**Exercise materials:**
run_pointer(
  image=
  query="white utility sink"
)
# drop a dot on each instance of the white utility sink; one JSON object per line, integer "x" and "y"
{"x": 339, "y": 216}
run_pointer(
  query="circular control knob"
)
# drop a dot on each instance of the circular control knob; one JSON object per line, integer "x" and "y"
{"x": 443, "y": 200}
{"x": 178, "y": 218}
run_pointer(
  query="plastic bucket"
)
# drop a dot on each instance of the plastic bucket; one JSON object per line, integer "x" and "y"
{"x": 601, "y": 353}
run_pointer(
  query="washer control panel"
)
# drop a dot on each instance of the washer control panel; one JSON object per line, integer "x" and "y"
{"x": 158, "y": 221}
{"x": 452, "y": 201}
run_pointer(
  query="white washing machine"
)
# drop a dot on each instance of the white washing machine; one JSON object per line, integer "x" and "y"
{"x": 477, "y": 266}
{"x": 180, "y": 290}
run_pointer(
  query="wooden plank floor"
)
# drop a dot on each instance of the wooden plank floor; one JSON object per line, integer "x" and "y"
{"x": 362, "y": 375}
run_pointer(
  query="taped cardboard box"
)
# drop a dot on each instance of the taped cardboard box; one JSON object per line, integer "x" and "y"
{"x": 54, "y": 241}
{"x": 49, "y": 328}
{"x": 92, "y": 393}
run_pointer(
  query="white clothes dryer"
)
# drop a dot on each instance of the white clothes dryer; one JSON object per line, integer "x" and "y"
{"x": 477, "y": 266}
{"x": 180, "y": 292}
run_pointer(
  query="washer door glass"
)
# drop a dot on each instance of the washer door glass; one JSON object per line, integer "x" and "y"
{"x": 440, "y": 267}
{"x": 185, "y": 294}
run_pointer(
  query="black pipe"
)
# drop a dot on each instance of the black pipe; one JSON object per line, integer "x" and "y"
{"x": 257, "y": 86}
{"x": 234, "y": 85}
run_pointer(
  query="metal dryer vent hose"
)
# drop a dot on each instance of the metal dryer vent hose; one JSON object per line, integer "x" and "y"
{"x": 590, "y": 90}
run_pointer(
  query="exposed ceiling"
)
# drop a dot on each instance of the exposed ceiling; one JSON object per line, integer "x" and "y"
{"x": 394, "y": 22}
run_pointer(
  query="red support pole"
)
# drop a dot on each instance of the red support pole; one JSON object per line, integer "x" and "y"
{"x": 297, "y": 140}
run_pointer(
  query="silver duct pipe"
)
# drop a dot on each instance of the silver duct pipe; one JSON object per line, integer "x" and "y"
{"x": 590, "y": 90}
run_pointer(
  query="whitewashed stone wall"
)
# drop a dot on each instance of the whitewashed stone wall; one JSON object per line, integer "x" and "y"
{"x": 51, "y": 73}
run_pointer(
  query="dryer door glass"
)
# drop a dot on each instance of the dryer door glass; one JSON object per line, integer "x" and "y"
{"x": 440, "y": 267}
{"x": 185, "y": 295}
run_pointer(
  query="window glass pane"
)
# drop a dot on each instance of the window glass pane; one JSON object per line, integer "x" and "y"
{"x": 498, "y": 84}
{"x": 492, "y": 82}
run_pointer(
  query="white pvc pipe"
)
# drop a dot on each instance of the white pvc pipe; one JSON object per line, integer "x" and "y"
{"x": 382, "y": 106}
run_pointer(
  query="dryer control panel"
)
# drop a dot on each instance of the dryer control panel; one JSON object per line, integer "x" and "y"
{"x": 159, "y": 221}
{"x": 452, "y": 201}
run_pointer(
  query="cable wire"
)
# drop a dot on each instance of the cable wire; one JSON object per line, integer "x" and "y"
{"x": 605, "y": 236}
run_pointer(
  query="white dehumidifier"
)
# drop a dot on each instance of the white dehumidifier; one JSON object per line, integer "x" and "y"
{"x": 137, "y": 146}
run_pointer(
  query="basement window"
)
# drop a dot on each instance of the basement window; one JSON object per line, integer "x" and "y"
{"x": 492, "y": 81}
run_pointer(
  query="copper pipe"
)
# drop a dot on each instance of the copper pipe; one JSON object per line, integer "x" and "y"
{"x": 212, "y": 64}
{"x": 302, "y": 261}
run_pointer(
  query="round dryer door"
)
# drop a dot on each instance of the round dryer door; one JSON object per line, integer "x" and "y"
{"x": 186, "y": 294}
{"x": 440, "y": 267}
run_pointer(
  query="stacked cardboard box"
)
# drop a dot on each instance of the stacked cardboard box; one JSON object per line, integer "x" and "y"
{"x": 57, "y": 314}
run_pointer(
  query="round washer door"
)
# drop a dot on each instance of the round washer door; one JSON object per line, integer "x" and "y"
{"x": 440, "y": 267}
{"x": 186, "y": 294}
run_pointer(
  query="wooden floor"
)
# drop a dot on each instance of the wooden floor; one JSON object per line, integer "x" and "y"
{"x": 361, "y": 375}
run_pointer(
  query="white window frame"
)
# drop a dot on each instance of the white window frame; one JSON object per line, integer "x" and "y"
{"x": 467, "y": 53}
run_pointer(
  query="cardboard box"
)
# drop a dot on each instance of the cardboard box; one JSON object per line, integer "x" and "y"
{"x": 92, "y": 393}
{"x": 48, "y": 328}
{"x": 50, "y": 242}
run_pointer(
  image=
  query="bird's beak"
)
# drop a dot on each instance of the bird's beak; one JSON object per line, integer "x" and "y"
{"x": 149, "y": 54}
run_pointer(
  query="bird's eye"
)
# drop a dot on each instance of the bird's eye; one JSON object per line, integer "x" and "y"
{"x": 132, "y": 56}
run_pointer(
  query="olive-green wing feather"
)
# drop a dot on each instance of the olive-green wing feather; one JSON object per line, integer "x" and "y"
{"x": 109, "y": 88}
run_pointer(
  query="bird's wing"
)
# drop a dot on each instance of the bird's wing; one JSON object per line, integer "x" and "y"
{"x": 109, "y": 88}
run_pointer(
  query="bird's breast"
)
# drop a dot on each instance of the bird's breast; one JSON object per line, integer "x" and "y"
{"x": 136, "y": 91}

**Exercise instructions:**
Transcribe the material above word for word.

**The solution:**
run_pointer(
  image=
  query="white utility sink"
)
# drop a dot on each instance of the white utility sink; one JSON object per line, integer "x" and "y"
{"x": 339, "y": 216}
run_pointer(
  query="circular control knob"
)
# drop a dot on each instance of the circular control knob; one JSON object per line, integer "x" and "y"
{"x": 443, "y": 200}
{"x": 178, "y": 218}
run_pointer(
  query="plastic bucket"
)
# drop a dot on each instance of the plastic bucket; one JSON object per line, integer "x" and "y"
{"x": 601, "y": 353}
run_pointer(
  query="washer control panel"
)
# drop a dot on each instance of the washer control panel; one JSON object per line, integer "x" and "y"
{"x": 158, "y": 221}
{"x": 452, "y": 201}
run_pointer(
  query="white washing machine"
)
# drop a dot on each instance of the white washing machine; one JSON object per line, integer "x" and "y"
{"x": 477, "y": 266}
{"x": 180, "y": 290}
run_pointer(
  query="wooden plank floor"
)
# drop a dot on each instance of the wooden plank floor; one JSON object per line, integer "x" and "y"
{"x": 362, "y": 375}
run_pointer(
  query="taped cardboard box"
)
# drop a dot on each instance of the taped cardboard box; one JSON object per line, integer "x" and "y"
{"x": 54, "y": 241}
{"x": 49, "y": 328}
{"x": 92, "y": 393}
run_pointer(
  query="white clothes dryer"
)
# drop a dot on each instance of the white clothes dryer; one JSON object per line, integer "x" and "y"
{"x": 477, "y": 266}
{"x": 180, "y": 292}
run_pointer(
  query="washer door glass"
)
# drop a dot on each instance of the washer door glass; one JSON object per line, integer "x" and "y"
{"x": 440, "y": 267}
{"x": 185, "y": 294}
run_pointer(
  query="black pipe"
)
# drop a dot on each instance of the black pipe; one JSON object per line, integer "x" and "y"
{"x": 257, "y": 86}
{"x": 234, "y": 85}
run_pointer(
  query="metal dryer vent hose"
)
# drop a dot on each instance of the metal dryer vent hose; one JSON object per line, integer "x" and "y"
{"x": 590, "y": 90}
run_pointer(
  query="exposed ceiling"
)
# drop a dot on each instance of the exposed ceiling; one JSON object per line, integer "x" and "y"
{"x": 394, "y": 22}
run_pointer(
  query="red support pole"
)
# drop a dot on each instance of the red support pole; one JSON object per line, integer "x" and "y"
{"x": 297, "y": 140}
run_pointer(
  query="silver duct pipe"
)
# drop a dot on each instance of the silver duct pipe; one JSON object per line, integer "x" and "y"
{"x": 590, "y": 90}
run_pointer(
  query="whitewashed stone wall"
)
# drop a dot on each instance of the whitewashed stone wall; one JSON object per line, integer "x" and "y"
{"x": 51, "y": 73}
run_pointer(
  query="dryer door glass"
)
# drop a dot on each instance of the dryer door glass; one JSON object per line, integer "x" and "y"
{"x": 440, "y": 267}
{"x": 185, "y": 295}
run_pointer(
  query="window glass pane"
)
# drop a dot on each instance of the window glass pane; one JSON object per line, integer "x" and "y"
{"x": 498, "y": 84}
{"x": 492, "y": 82}
run_pointer(
  query="white pvc pipe"
)
# drop a dot on each instance of the white pvc pipe; one JSON object per line, integer "x" and "y"
{"x": 382, "y": 106}
run_pointer(
  query="dryer control panel"
)
# drop a dot on each instance of the dryer control panel; one JSON object per line, integer "x" and "y"
{"x": 159, "y": 221}
{"x": 452, "y": 201}
run_pointer(
  query="cable wire"
)
# drop a dot on each instance of the cable wire; one JSON object per line, integer "x" and "y"
{"x": 605, "y": 236}
run_pointer(
  query="white dehumidifier"
)
# drop a dot on each instance of the white dehumidifier; one JSON object per line, integer "x" and "y"
{"x": 137, "y": 146}
run_pointer(
  query="basement window"
)
# drop a dot on each instance of the basement window; one JSON object per line, integer "x" and "y"
{"x": 492, "y": 81}
run_pointer(
  query="copper pipe"
)
# drop a dot on each instance of the copper pipe; one JSON object per line, integer "x" and "y"
{"x": 212, "y": 64}
{"x": 302, "y": 261}
run_pointer(
  query="round dryer door"
)
# drop a dot on each instance of the round dryer door; one JSON object per line, integer "x" and "y"
{"x": 186, "y": 294}
{"x": 440, "y": 267}
run_pointer(
  query="stacked cardboard box"
)
# drop a dot on each instance of the stacked cardboard box; one JSON object per line, integer "x" and "y"
{"x": 57, "y": 314}
run_pointer(
  query="round washer door"
)
# drop a dot on each instance of the round washer door; one JSON object per line, integer "x" and "y"
{"x": 440, "y": 267}
{"x": 186, "y": 294}
run_pointer(
  query="wooden floor"
)
# drop a dot on each instance of the wooden floor; one JSON object per line, integer "x" and "y"
{"x": 361, "y": 375}
run_pointer(
  query="white window frame"
)
# drop a dot on each instance of the white window frame; one JSON object per line, integer "x" and "y"
{"x": 467, "y": 53}
run_pointer(
  query="cardboard box"
)
# drop a dot on each instance of the cardboard box; one JSON object per line, integer "x" and "y"
{"x": 92, "y": 393}
{"x": 48, "y": 328}
{"x": 50, "y": 242}
run_pointer(
  image=
  query="bird's beak"
)
# drop a dot on each instance of the bird's beak; one JSON object per line, integer "x" and "y"
{"x": 149, "y": 54}
run_pointer(
  query="bird's eye"
)
# drop a dot on each instance of the bird's eye; one JSON object per line, integer "x" and "y"
{"x": 132, "y": 56}
run_pointer(
  query="olive-green wing feather"
)
# drop a dot on each instance of the olive-green wing feather; one JSON object per line, integer "x" and "y"
{"x": 109, "y": 88}
run_pointer(
  query="bird's wing"
)
# drop a dot on each instance of the bird's wing; one JSON object per line, integer "x" and "y"
{"x": 109, "y": 88}
run_pointer(
  query="bird's breast"
)
# drop a dot on each instance of the bird's breast; one JSON object per line, integer "x" and "y"
{"x": 136, "y": 91}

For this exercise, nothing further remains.